**DIRECTIONS**
Put the lines below, from the line that contains "the low rise" up to and including the last line of the rows, into a JSON list of strings with one string per line and no blank lines.

**TASK INPUT**
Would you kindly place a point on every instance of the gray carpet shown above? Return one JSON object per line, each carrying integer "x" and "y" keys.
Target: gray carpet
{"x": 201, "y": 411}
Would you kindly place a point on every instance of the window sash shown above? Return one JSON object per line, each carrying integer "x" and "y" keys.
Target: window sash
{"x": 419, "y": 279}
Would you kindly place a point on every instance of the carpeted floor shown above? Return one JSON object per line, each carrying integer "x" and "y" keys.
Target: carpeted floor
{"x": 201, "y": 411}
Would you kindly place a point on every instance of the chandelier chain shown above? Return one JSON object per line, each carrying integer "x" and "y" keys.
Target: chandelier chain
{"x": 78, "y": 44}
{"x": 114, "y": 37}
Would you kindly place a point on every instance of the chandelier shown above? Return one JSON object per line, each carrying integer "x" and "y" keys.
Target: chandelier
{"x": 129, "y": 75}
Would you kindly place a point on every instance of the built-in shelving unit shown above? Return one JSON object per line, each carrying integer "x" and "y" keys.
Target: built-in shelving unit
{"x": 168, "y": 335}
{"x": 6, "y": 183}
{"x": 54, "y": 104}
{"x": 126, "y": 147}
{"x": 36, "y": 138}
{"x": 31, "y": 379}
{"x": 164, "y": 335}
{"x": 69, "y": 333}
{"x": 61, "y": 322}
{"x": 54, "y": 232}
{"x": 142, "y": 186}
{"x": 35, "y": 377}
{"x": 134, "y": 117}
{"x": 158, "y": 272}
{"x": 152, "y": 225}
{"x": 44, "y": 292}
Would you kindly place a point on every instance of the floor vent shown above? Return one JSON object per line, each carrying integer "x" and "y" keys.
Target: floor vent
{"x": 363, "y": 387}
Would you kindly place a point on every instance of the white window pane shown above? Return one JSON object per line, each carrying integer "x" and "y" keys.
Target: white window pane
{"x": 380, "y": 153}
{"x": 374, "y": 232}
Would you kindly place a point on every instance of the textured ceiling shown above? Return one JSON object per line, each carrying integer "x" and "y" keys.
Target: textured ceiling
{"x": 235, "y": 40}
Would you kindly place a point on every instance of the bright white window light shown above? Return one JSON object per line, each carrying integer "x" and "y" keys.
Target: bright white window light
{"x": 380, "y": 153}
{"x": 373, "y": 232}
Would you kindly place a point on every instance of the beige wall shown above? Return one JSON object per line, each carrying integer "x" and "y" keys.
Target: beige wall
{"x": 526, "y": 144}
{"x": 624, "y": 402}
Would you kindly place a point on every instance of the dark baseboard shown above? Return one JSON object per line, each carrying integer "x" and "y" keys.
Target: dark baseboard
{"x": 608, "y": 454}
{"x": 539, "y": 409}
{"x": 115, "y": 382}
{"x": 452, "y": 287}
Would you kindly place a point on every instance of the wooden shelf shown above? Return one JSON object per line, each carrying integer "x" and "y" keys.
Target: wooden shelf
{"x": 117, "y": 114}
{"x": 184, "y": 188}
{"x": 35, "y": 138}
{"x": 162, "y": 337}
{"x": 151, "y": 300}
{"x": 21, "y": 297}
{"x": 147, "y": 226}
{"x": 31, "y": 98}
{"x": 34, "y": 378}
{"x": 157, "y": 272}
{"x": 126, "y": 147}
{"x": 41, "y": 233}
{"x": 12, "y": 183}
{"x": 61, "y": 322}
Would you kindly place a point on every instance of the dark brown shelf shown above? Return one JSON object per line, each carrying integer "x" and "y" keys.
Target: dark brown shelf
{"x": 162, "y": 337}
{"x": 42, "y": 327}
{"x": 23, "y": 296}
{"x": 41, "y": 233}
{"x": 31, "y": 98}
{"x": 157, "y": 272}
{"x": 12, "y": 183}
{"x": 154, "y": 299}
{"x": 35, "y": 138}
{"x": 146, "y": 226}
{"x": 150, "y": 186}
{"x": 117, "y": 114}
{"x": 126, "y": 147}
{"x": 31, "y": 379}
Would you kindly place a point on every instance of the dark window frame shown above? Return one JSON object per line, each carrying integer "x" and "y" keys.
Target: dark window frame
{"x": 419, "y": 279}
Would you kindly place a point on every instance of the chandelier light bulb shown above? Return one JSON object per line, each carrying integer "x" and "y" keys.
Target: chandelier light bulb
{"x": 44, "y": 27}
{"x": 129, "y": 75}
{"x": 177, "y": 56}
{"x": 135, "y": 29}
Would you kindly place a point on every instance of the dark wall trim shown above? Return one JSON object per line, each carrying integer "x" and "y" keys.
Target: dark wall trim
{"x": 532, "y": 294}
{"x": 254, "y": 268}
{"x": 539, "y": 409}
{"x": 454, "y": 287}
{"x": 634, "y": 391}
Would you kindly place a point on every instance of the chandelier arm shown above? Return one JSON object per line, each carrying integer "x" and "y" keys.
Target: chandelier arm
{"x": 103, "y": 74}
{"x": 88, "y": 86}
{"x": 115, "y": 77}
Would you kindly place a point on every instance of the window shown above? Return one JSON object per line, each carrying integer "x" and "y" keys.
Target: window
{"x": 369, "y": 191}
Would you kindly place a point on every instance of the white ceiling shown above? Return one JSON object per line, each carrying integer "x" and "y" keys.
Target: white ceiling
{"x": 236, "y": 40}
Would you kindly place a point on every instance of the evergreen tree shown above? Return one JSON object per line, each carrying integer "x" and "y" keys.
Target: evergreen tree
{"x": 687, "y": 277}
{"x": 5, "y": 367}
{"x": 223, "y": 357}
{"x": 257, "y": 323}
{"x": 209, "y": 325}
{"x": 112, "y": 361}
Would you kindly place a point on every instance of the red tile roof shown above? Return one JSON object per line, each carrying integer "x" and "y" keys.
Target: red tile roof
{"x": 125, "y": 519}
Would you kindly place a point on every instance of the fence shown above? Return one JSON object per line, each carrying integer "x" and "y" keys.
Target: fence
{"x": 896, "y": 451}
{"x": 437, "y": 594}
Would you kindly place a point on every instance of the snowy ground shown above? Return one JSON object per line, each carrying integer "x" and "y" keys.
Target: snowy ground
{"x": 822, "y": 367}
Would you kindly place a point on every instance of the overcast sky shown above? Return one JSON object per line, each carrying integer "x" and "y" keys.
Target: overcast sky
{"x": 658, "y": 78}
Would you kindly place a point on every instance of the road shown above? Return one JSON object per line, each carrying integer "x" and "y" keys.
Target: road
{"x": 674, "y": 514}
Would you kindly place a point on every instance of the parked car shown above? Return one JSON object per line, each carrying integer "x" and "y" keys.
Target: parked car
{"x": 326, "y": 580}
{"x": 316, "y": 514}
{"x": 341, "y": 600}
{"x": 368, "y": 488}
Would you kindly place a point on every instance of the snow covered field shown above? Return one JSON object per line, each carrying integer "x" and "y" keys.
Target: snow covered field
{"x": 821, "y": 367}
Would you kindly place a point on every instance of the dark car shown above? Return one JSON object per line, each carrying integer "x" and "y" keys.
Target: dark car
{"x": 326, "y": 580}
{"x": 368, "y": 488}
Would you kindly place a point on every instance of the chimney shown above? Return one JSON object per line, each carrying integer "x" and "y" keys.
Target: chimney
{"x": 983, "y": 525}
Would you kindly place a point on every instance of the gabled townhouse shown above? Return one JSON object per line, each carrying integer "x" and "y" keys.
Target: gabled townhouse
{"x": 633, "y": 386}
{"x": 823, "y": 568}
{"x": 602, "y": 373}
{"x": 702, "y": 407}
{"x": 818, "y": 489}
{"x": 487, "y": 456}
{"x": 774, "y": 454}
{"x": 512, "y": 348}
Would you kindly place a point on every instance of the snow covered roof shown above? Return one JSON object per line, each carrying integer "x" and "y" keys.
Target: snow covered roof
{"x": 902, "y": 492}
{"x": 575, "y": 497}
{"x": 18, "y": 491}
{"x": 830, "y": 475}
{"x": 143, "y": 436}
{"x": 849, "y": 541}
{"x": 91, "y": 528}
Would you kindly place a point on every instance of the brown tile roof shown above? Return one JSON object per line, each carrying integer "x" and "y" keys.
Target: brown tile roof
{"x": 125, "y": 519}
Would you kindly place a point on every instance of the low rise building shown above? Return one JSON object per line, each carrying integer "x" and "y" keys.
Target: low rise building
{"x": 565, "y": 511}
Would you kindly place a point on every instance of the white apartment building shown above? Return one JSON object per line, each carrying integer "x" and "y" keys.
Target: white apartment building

**WORKED ANSWER**
[
  "Would you kindly place a point on every instance of the low rise building shown above? Return one JSON object per line, each carrying integer \"x\" and \"y\" keys.",
  "Target: low rise building",
  "{\"x\": 565, \"y\": 511}",
  "Would you kindly place a point on every instance of the white apartment building shown above? Return one JSON object per line, each carrying integer \"x\" and \"y\" keys.",
  "Target: white apartment building"
]